# [Exercise requirements]
Within the listing below, count the lines that include "roof" and give the count alone.

# [Entries supplied]

......

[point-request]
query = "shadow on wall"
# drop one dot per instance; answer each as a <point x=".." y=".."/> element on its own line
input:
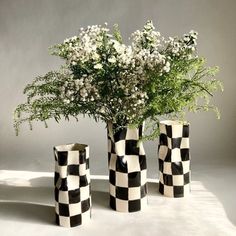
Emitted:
<point x="35" y="202"/>
<point x="219" y="179"/>
<point x="20" y="211"/>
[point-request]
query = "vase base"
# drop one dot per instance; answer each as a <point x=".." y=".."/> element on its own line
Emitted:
<point x="128" y="205"/>
<point x="174" y="191"/>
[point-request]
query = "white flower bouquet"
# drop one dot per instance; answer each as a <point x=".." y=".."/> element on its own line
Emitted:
<point x="119" y="83"/>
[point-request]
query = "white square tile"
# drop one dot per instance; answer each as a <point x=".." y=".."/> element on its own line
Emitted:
<point x="86" y="217"/>
<point x="82" y="169"/>
<point x="161" y="180"/>
<point x="144" y="203"/>
<point x="63" y="171"/>
<point x="120" y="148"/>
<point x="73" y="182"/>
<point x="73" y="158"/>
<point x="121" y="179"/>
<point x="177" y="131"/>
<point x="143" y="177"/>
<point x="175" y="155"/>
<point x="112" y="190"/>
<point x="109" y="145"/>
<point x="187" y="189"/>
<point x="84" y="193"/>
<point x="132" y="134"/>
<point x="168" y="191"/>
<point x="169" y="143"/>
<point x="112" y="163"/>
<point x="162" y="129"/>
<point x="134" y="193"/>
<point x="141" y="149"/>
<point x="75" y="209"/>
<point x="163" y="152"/>
<point x="167" y="168"/>
<point x="133" y="163"/>
<point x="64" y="221"/>
<point x="178" y="180"/>
<point x="63" y="197"/>
<point x="122" y="205"/>
<point x="184" y="143"/>
<point x="186" y="166"/>
<point x="57" y="207"/>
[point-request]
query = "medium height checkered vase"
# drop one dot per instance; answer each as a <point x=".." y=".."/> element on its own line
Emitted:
<point x="127" y="169"/>
<point x="72" y="185"/>
<point x="174" y="159"/>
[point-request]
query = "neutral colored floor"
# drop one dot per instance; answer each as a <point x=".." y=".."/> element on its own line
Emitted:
<point x="26" y="207"/>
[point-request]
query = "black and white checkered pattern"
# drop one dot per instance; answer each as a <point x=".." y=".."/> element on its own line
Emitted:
<point x="72" y="185"/>
<point x="127" y="170"/>
<point x="174" y="159"/>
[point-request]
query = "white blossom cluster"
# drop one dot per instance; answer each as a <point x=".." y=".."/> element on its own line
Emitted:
<point x="110" y="75"/>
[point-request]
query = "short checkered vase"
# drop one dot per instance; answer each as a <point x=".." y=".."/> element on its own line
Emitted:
<point x="174" y="159"/>
<point x="127" y="169"/>
<point x="72" y="185"/>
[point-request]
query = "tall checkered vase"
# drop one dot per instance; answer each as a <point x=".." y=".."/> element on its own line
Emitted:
<point x="127" y="169"/>
<point x="174" y="159"/>
<point x="72" y="185"/>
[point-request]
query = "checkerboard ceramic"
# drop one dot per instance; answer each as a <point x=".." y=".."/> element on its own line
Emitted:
<point x="174" y="159"/>
<point x="127" y="170"/>
<point x="72" y="185"/>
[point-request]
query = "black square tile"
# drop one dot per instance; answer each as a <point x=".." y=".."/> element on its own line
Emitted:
<point x="57" y="219"/>
<point x="187" y="178"/>
<point x="134" y="205"/>
<point x="178" y="191"/>
<point x="113" y="147"/>
<point x="56" y="177"/>
<point x="112" y="177"/>
<point x="64" y="185"/>
<point x="143" y="162"/>
<point x="168" y="156"/>
<point x="143" y="190"/>
<point x="63" y="209"/>
<point x="163" y="140"/>
<point x="168" y="179"/>
<point x="87" y="164"/>
<point x="120" y="165"/>
<point x="122" y="193"/>
<point x="120" y="134"/>
<point x="74" y="196"/>
<point x="175" y="142"/>
<point x="83" y="181"/>
<point x="185" y="154"/>
<point x="177" y="168"/>
<point x="112" y="202"/>
<point x="56" y="194"/>
<point x="82" y="157"/>
<point x="134" y="179"/>
<point x="131" y="147"/>
<point x="73" y="169"/>
<point x="85" y="205"/>
<point x="185" y="131"/>
<point x="160" y="162"/>
<point x="75" y="220"/>
<point x="161" y="188"/>
<point x="62" y="158"/>
<point x="169" y="131"/>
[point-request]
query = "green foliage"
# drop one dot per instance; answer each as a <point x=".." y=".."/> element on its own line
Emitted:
<point x="123" y="84"/>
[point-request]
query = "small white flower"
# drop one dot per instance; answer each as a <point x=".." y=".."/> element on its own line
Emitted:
<point x="112" y="59"/>
<point x="98" y="66"/>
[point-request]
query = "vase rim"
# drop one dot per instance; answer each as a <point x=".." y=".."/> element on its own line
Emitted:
<point x="72" y="147"/>
<point x="174" y="122"/>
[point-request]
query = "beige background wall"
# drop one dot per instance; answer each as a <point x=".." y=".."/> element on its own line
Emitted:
<point x="29" y="27"/>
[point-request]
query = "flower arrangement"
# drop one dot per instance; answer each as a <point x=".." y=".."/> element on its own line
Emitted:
<point x="124" y="84"/>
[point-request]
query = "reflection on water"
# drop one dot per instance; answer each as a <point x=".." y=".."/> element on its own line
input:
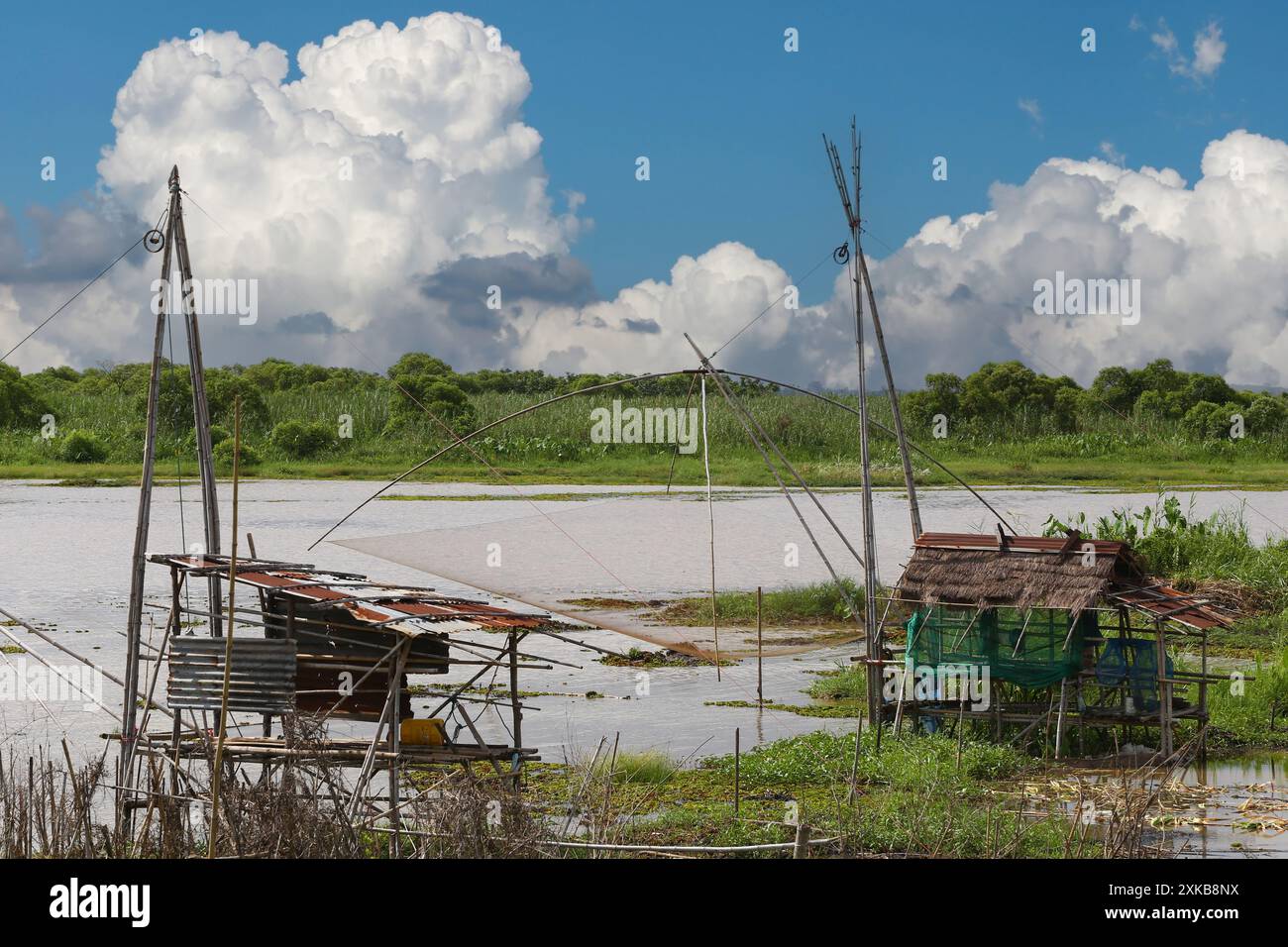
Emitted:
<point x="64" y="553"/>
<point x="1248" y="787"/>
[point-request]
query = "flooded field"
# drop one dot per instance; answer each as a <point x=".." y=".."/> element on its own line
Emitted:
<point x="67" y="570"/>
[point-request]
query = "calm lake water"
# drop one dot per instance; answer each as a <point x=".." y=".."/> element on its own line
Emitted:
<point x="64" y="553"/>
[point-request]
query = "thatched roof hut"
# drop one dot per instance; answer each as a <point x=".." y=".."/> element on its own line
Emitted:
<point x="1073" y="574"/>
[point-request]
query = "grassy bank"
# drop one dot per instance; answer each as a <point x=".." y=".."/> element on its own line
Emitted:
<point x="914" y="797"/>
<point x="555" y="446"/>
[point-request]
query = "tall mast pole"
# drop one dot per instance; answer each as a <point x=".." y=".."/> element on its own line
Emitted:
<point x="200" y="410"/>
<point x="871" y="629"/>
<point x="897" y="415"/>
<point x="138" y="561"/>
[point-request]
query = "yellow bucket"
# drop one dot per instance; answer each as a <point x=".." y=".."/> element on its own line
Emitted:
<point x="423" y="732"/>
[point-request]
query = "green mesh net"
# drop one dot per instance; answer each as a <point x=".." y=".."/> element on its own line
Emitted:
<point x="940" y="635"/>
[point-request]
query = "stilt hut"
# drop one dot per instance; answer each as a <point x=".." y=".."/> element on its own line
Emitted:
<point x="1061" y="630"/>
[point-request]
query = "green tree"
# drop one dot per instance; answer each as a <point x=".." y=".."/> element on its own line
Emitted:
<point x="300" y="440"/>
<point x="1266" y="416"/>
<point x="21" y="405"/>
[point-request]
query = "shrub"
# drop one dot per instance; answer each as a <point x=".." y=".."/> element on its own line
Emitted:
<point x="20" y="402"/>
<point x="1266" y="416"/>
<point x="1210" y="421"/>
<point x="223" y="453"/>
<point x="300" y="441"/>
<point x="82" y="447"/>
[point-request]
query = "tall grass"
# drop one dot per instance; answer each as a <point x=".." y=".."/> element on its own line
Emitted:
<point x="809" y="432"/>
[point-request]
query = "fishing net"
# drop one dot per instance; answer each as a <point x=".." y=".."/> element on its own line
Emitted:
<point x="588" y="560"/>
<point x="1030" y="654"/>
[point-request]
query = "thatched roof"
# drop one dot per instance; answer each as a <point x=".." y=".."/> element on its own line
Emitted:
<point x="1026" y="573"/>
<point x="1022" y="579"/>
<point x="987" y="571"/>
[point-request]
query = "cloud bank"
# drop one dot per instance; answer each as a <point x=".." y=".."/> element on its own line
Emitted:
<point x="382" y="195"/>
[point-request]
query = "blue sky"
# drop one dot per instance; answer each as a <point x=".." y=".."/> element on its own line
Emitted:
<point x="729" y="120"/>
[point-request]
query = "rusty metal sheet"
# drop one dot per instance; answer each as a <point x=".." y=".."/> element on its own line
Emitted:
<point x="262" y="678"/>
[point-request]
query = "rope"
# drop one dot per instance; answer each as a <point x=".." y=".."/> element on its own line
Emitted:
<point x="73" y="298"/>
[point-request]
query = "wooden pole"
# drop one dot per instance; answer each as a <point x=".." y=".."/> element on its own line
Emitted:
<point x="138" y="561"/>
<point x="515" y="707"/>
<point x="760" y="650"/>
<point x="228" y="646"/>
<point x="803" y="834"/>
<point x="1059" y="722"/>
<point x="1164" y="692"/>
<point x="872" y="633"/>
<point x="737" y="772"/>
<point x="910" y="483"/>
<point x="395" y="749"/>
<point x="711" y="517"/>
<point x="200" y="408"/>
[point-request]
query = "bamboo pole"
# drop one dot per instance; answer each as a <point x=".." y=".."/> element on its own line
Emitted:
<point x="897" y="415"/>
<point x="228" y="646"/>
<point x="711" y="517"/>
<point x="760" y="650"/>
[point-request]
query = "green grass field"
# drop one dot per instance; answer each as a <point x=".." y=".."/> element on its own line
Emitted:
<point x="554" y="446"/>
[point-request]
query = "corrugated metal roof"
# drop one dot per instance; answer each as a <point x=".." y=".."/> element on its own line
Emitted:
<point x="262" y="678"/>
<point x="404" y="609"/>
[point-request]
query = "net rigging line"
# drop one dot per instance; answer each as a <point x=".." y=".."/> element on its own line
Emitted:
<point x="51" y="317"/>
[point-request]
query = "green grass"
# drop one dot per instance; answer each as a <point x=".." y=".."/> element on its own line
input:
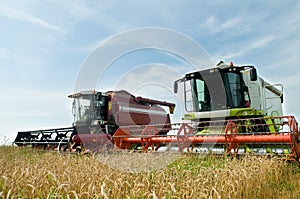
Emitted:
<point x="29" y="173"/>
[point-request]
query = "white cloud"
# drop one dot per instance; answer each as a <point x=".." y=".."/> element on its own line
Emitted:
<point x="26" y="17"/>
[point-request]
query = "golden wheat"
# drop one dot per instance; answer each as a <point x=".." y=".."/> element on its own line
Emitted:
<point x="28" y="173"/>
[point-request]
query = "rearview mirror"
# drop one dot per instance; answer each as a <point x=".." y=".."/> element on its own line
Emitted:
<point x="175" y="87"/>
<point x="253" y="74"/>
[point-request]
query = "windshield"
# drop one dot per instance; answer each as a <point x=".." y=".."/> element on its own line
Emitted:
<point x="82" y="108"/>
<point x="216" y="91"/>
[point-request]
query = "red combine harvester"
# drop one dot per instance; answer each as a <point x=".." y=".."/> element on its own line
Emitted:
<point x="229" y="109"/>
<point x="97" y="116"/>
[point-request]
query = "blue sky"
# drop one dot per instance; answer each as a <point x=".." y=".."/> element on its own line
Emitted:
<point x="44" y="43"/>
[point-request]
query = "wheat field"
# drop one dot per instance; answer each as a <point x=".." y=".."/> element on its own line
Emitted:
<point x="29" y="173"/>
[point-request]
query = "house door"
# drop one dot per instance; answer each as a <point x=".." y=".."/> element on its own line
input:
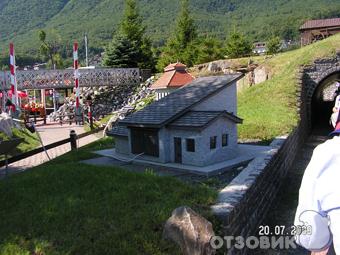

......

# [Response to the task]
3